**REQUIRED WORK:** Quote the passage of the Loy Krathong security article between "This year, Loy" and "ensure public safety.", inclusive.

--- TEXT ---

BMA to ramp up festival security Many fear crowd surge as Loy Krathong nears

bma to ramp up festival security  many fear crowd surge  as loy krathong nears

Commuters cross a jetty at Ratchawong pier in Bangkok’s Samphanthawong district. The pier on the Chao Phraya River is popular for residents floating their ‘krathong’ on Loy Krathong Day, which this year falls on Nov 8. (Photo: Apichart Jinakul)

The Bangkok Metropolitan Administration (BMA) is planning to tighten safety measures at public areas during this year's Loy Krathong festival.

“One lesson that we have learned from the Korean crowd crush tragedy is that the BMA has to come up with measures to control crowds during major celebrations and festivals, like the upcoming Loy Krathong,” Bangkok governor Chadchart Sittipunt said on Monday, referring to the tragedy in Seoul’s Itaewon district last week, which claimed at least 154 lives.

This year, Loy Krathong celebrations will be organised at Klong Ong Ang on Nov 8. Similar celebrations will be held at 31 public parks across Bangkok, as well as a number of historical sites in the capital.

Loy Krathong celebrations generally draw significant crowds, especially along major waterways in Bangkok, where cultural performances are held and street vendors gather.

Mr Chadchart said he has ordered deputy Bangkok governors Tavida Kamolvej and Sanon Wansangboon, as well as all district office chiefs across Bangkok, to come up with plans to ensure public safety.

The BMA will coordinate with other agencies, including the Metropolitan Police Bureau, Traffic Police and the Marine Department.

“We have suggested a command centre at the venues’ entrances, where authorities can monitor the situation and quickly step in to help with crowd control,” he said, adding medical teams would be standing by at entrances.

“Festival organisers have been told to prevent overcrowding at their venues. The BMA will come up with the strictest possible measure to prevent [a crowd surge].”

That said, the governor admitted authorities are more worried about people falling into rivers and/or other waterways, rather than a crowd surge.

When asked what the public can do to prevent fatalities at crowded events in the future, Mr Chadchart said schools must teach students cardiopulmonary resuscitation (CPR). “It is a small thing that can be crucial when it is needed,” said the governor.

--- AVAILABLE DATA ---

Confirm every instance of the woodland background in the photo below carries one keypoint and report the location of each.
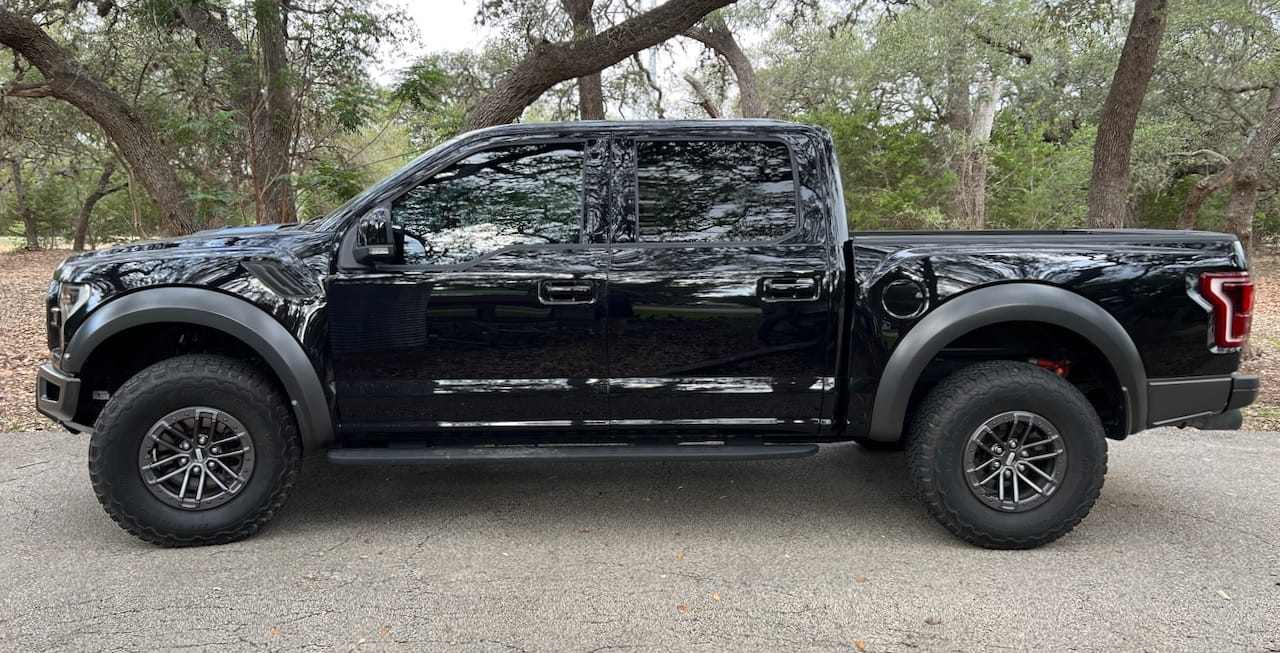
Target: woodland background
(135, 118)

---

**FINISHED TASK:**
This year, Loy Krathong celebrations will be organised at Klong Ong Ang on Nov 8. Similar celebrations will be held at 31 public parks across Bangkok, as well as a number of historical sites in the capital.

Loy Krathong celebrations generally draw significant crowds, especially along major waterways in Bangkok, where cultural performances are held and street vendors gather.

Mr Chadchart said he has ordered deputy Bangkok governors Tavida Kamolvej and Sanon Wansangboon, as well as all district office chiefs across Bangkok, to come up with plans to ensure public safety.